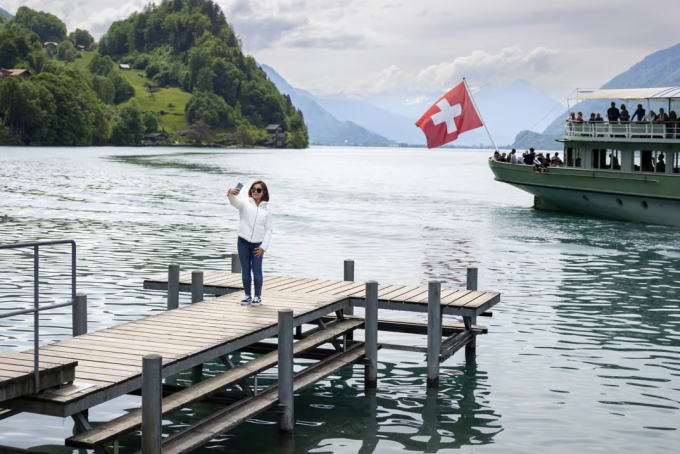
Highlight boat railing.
[565,121,680,139]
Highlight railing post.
[278,309,295,434]
[71,293,87,337]
[343,259,354,316]
[427,281,442,388]
[142,354,163,454]
[465,266,478,352]
[191,271,203,304]
[168,263,179,310]
[231,252,241,273]
[364,281,378,389]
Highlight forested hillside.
[0,0,308,148]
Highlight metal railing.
[565,121,680,139]
[0,240,76,392]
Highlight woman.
[229,180,273,306]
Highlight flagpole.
[463,77,499,151]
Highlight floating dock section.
[0,259,500,454]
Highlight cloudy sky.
[7,0,680,100]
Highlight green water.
[0,148,680,453]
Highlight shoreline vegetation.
[0,0,309,148]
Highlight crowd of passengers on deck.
[567,102,678,124]
[493,148,564,171]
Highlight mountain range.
[512,44,680,150]
[261,65,563,146]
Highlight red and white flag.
[416,82,484,148]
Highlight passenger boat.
[489,87,680,226]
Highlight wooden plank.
[162,346,365,454]
[66,320,362,448]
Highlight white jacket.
[228,194,274,251]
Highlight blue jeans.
[236,237,262,296]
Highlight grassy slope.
[69,52,191,132]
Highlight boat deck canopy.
[573,87,680,101]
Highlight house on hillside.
[0,69,33,80]
[144,132,168,142]
[264,124,286,148]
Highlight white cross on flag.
[416,82,484,148]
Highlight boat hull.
[489,161,680,226]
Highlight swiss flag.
[416,82,484,148]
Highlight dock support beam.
[278,309,295,435]
[343,259,354,316]
[168,263,179,310]
[191,271,203,383]
[364,281,378,389]
[465,266,478,353]
[231,252,241,273]
[142,354,163,454]
[71,293,87,337]
[427,281,442,388]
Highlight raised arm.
[260,211,274,251]
[227,188,245,211]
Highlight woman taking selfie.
[229,180,272,306]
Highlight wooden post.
[364,281,378,389]
[142,354,163,454]
[427,281,442,388]
[278,309,295,434]
[168,263,179,310]
[71,293,87,337]
[191,271,203,304]
[465,266,478,352]
[231,252,241,273]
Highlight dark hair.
[248,180,269,202]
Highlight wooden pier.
[0,261,500,454]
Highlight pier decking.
[0,261,500,453]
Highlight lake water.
[0,148,680,454]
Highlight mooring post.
[168,263,179,310]
[465,266,478,352]
[364,281,378,389]
[71,293,87,337]
[142,354,163,454]
[191,271,203,304]
[231,252,241,273]
[278,309,295,434]
[427,281,442,388]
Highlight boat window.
[566,147,583,167]
[633,150,666,173]
[592,149,621,170]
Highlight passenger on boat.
[619,104,630,123]
[607,102,621,123]
[656,154,666,173]
[633,104,646,121]
[656,107,668,123]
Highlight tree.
[234,124,255,147]
[186,121,211,145]
[12,6,66,43]
[143,112,158,132]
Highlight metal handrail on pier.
[0,240,80,392]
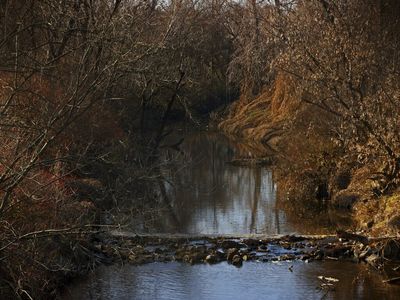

========

Add 46 to every bounding-box coordinate in the records, starting at the line that contains "Highlight woman taking selfie." and ending at the line that contains "[656,107,668,123]". Write out every line in that stretch, including the lines that have no coordinates.

Highlight woman taking selfie.
[275,226,318,352]
Highlight wooden post.
[410,327,424,435]
[188,400,209,500]
[473,327,488,434]
[324,355,341,480]
[214,309,225,356]
[117,339,133,383]
[237,317,249,350]
[511,312,524,398]
[277,298,287,319]
Highlight dark hair.
[294,226,315,248]
Highlight wooden pier.
[46,307,546,500]
Highlight pier decking.
[46,307,546,499]
Highlight lake water.
[46,194,726,500]
Highlight mooring post.
[214,309,225,356]
[511,312,524,398]
[410,327,424,435]
[117,339,133,383]
[188,400,209,500]
[237,317,249,350]
[277,298,287,319]
[324,355,341,480]
[473,327,488,434]
Highlight boat window.
[612,193,629,213]
[679,196,712,219]
[638,195,667,216]
Highlight passenger on boat.
[665,150,676,169]
[653,148,667,169]
[702,200,712,219]
[679,150,692,167]
[702,153,714,169]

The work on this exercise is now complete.